• RECORD EXCERPTS:
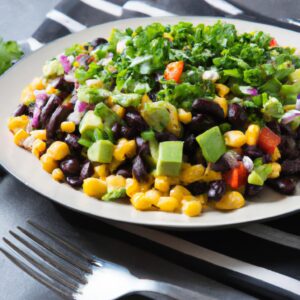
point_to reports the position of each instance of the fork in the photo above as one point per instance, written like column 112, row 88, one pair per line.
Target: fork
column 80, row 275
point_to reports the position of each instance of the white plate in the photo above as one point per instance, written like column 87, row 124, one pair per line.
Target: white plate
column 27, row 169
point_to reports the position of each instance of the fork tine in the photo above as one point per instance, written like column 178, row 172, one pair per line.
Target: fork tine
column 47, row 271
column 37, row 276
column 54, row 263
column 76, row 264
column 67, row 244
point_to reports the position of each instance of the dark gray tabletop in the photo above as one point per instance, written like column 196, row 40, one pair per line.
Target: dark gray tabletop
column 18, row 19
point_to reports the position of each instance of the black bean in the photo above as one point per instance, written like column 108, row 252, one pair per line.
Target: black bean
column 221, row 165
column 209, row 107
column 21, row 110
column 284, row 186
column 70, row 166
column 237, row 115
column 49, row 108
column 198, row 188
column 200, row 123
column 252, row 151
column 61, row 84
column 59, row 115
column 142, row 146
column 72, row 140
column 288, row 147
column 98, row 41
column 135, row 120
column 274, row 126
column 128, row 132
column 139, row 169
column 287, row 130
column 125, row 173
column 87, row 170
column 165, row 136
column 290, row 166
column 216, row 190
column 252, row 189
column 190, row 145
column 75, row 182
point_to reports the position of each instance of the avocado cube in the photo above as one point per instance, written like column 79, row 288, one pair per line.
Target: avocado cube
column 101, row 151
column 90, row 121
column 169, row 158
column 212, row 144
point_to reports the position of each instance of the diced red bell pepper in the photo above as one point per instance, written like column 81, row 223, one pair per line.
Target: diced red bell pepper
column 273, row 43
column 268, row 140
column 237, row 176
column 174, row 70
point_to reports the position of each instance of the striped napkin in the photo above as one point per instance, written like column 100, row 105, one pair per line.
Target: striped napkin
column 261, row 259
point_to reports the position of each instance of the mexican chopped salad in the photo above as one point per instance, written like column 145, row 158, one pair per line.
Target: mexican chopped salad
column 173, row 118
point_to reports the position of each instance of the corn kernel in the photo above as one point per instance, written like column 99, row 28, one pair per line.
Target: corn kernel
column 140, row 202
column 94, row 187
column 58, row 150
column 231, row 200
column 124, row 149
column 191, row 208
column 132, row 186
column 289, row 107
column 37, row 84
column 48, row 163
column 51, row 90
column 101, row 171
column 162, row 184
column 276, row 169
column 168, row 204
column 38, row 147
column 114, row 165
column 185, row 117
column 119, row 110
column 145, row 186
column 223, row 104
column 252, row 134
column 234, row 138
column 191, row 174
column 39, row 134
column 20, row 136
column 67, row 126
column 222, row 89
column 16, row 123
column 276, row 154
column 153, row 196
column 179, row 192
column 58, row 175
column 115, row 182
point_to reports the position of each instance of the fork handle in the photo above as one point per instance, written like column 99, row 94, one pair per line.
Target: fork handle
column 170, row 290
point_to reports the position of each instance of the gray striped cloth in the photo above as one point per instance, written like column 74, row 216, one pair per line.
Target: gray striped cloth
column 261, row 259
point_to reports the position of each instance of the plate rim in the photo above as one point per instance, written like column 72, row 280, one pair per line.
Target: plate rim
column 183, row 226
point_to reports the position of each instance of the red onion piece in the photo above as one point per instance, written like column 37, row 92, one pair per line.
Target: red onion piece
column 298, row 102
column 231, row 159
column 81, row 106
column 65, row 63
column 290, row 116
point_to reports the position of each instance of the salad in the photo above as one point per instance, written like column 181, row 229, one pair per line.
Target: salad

==

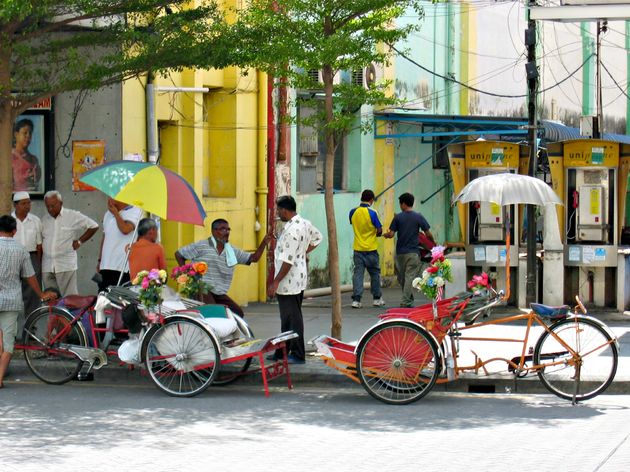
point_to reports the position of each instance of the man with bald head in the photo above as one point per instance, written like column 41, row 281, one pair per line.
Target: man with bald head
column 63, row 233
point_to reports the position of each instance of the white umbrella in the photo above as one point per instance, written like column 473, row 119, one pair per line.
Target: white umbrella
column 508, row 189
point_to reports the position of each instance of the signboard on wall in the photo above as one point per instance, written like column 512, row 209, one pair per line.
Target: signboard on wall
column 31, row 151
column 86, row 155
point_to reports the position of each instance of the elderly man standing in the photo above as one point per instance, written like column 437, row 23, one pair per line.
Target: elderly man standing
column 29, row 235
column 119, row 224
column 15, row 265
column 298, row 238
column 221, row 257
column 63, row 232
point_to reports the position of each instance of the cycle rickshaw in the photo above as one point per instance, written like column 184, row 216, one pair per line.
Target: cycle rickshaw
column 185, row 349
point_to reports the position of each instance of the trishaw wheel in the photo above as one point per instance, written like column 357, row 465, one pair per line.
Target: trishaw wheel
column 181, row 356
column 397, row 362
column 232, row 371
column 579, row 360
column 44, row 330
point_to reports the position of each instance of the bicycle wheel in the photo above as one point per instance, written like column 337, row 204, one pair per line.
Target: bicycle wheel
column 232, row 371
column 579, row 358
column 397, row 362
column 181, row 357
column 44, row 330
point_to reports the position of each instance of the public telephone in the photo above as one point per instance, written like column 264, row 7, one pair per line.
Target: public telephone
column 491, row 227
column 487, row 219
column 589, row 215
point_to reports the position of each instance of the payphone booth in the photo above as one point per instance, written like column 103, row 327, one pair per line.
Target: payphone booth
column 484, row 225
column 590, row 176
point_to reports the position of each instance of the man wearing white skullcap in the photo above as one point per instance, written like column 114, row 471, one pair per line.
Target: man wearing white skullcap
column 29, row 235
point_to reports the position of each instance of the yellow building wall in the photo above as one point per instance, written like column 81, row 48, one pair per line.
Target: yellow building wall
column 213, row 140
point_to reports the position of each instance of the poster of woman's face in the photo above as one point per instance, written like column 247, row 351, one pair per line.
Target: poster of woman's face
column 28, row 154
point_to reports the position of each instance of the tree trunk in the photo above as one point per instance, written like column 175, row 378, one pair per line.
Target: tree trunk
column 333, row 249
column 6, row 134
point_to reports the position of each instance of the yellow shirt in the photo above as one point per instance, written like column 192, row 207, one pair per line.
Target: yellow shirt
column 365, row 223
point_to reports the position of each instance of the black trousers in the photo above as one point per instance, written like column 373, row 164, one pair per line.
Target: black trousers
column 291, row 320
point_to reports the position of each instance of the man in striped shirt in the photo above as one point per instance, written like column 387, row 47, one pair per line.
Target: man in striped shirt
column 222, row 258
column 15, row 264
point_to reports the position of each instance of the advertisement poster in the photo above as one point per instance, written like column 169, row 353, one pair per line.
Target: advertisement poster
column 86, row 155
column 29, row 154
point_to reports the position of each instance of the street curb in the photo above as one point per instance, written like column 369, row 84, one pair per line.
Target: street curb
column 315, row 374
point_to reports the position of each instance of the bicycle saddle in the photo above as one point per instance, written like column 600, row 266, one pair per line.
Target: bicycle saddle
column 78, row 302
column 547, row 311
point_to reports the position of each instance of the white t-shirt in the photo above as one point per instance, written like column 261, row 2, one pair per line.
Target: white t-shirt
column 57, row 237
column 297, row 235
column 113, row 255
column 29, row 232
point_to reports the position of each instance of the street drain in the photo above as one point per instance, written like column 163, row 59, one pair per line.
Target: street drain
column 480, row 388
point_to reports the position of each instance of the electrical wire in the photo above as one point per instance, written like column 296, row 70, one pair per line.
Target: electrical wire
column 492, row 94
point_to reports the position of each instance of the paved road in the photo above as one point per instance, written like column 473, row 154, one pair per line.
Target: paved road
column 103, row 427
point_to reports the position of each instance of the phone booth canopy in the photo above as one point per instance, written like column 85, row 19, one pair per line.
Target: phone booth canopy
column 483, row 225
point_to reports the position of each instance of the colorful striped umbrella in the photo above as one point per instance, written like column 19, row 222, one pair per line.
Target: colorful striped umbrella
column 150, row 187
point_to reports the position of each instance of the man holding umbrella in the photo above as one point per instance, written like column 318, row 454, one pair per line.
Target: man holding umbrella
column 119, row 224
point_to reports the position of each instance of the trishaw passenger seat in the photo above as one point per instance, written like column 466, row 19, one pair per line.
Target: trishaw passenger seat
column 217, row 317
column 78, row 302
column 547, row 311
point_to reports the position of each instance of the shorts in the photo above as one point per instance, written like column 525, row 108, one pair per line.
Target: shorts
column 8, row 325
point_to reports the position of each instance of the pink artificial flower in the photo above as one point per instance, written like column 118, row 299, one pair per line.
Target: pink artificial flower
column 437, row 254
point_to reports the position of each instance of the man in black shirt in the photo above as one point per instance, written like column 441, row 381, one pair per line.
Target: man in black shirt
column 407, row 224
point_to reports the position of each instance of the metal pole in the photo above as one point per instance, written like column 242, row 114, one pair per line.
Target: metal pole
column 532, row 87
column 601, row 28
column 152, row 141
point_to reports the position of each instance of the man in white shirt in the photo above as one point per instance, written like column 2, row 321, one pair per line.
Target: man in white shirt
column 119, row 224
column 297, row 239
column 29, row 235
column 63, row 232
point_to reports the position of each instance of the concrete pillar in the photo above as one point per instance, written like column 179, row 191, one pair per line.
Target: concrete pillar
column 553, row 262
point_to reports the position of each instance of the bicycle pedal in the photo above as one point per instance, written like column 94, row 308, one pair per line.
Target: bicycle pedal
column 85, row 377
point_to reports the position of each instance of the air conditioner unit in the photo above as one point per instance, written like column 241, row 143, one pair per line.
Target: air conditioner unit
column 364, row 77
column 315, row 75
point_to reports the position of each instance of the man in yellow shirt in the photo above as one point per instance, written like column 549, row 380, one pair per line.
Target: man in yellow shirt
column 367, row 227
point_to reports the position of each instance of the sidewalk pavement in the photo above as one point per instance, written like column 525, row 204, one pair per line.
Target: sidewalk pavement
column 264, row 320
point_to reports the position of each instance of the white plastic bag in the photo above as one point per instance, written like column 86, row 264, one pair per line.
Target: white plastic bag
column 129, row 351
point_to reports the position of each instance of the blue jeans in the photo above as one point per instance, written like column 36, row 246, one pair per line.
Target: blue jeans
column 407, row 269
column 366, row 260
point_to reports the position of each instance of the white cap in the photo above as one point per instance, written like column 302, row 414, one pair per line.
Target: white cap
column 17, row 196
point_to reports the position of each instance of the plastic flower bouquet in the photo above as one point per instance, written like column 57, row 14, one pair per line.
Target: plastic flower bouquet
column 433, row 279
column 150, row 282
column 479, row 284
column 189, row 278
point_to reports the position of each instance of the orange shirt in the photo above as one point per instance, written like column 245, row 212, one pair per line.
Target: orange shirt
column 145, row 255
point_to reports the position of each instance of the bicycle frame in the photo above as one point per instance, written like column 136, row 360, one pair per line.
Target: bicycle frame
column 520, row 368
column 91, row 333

• DESCRIPTION OF THE TASK: Look above for the line with "point_to reports the position of each instance of the fork in" and the line with "point_to reports the position of each instance of the dark". Write out those two lines and all the lines between them, exactly, and no others.

• WRITTEN ANSWER:
point_to reports the position of each instance of the fork in the photo above as one point per instance, written like column 112, row 88, one pair per line.
Target: fork
column 80, row 275
point_to reports the position of each instance of the white plate in the photo above as one point per instance, written like column 87, row 124, one pair per line.
Target: white plate
column 27, row 169
point_to reports the position of each instance of the fork tine in the photo above as one point per instance, written like column 178, row 172, one pair per line.
Target: fork tine
column 47, row 271
column 37, row 276
column 54, row 263
column 76, row 264
column 67, row 244
point_to reports the position of each instance of the dark gray tabletop in the photo above as one point per instance, written like column 196, row 40, one pair per line.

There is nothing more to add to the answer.